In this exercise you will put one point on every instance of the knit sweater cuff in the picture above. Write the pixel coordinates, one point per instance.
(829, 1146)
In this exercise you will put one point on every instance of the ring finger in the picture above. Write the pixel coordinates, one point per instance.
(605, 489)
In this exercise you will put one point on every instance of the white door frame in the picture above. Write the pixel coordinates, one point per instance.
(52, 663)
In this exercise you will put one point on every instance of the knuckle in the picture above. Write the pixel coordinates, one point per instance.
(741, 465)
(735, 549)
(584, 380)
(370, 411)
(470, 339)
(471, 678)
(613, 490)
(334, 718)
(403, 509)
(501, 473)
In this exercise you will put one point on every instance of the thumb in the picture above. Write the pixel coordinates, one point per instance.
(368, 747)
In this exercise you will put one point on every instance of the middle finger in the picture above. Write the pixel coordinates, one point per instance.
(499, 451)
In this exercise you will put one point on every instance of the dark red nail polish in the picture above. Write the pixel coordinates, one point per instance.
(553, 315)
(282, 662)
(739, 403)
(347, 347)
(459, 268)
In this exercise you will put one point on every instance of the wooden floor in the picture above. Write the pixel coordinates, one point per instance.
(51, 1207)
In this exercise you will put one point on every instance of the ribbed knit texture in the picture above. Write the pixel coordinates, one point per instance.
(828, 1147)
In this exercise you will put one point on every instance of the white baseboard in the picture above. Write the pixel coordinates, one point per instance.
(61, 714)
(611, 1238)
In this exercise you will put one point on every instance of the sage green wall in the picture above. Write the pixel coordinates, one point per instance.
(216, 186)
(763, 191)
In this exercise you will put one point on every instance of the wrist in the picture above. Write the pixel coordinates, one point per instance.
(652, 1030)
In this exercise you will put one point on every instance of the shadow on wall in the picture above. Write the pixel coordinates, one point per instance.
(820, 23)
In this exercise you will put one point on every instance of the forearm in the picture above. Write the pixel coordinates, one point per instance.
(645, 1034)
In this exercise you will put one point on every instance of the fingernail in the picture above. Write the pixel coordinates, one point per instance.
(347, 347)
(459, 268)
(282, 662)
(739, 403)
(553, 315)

***

Requisitos de la tarea
Copia todas las líneas de los registros de arriba sin cambiar nada.

Solución del problema
In this exercise you will put one point on every instance of the knit sweater cuff in the picture above. Write the pixel coordinates, one point per instance.
(829, 1146)
In this exercise you will put one point on every instance of the ring finger in the picture above. Write the pixel coordinates, one point per instance.
(605, 489)
In this exercise you will put one point on every instance of the white door frame in the picture above. Write the pixel coordinates, one point per instance.
(52, 663)
In this exercise you will put one point on every instance of the knuckle in the picture above. Write the pixel coordinates, one point per instance.
(741, 465)
(735, 549)
(584, 380)
(370, 411)
(470, 339)
(471, 678)
(613, 490)
(334, 718)
(403, 509)
(501, 473)
In this exercise you will put one point on every instance of the thumb in the picture above. Write the pixel coordinates, one point per instance.
(368, 747)
In this exercise you will put one point on every instance of the middle finger in the picture above. Write the pixel coordinates, one point per instance.
(499, 451)
In this exercise you will put one point on every instance of the dark red nail polish in the picture above. Write the pixel coordinates, one point per instance.
(553, 315)
(282, 662)
(739, 403)
(347, 347)
(459, 268)
In this exercise you will put one point on every instance of the wooden floor in the picture above. Write the pixel coordinates, one point per instance.
(51, 1207)
In this exercise you will put one point on every instance of the ribbed knit texture in the picture above. Write the pixel coordinates, one point per instance.
(828, 1147)
In this exercise you will put one point on every instance of the white baseboard in the picture above. Write the pixel coordinates, one point per instance.
(61, 714)
(611, 1238)
In this exercise you will put one point on every instance of the sage green wall in the picture above. Write the pixel coordinates, one point per instance.
(216, 186)
(763, 191)
In this exercise you will put one point on every instance of the wrist in the picture above. Write the pixel coordinates, one point per instance.
(652, 1030)
In this exercise you will put one point on every instance of the shadow on wall in the picture above. Write the pixel coordinates, one point per instance.
(820, 23)
In this exercise you will put one point on every instance of the forearm in the picture above. Write the pixel coordinates, one point per instance.
(645, 1034)
In this exercise you will put one point on every instance of the fingernail in the picture above. Write the pixel coordinates, one point per instance.
(347, 347)
(459, 268)
(282, 662)
(739, 403)
(553, 315)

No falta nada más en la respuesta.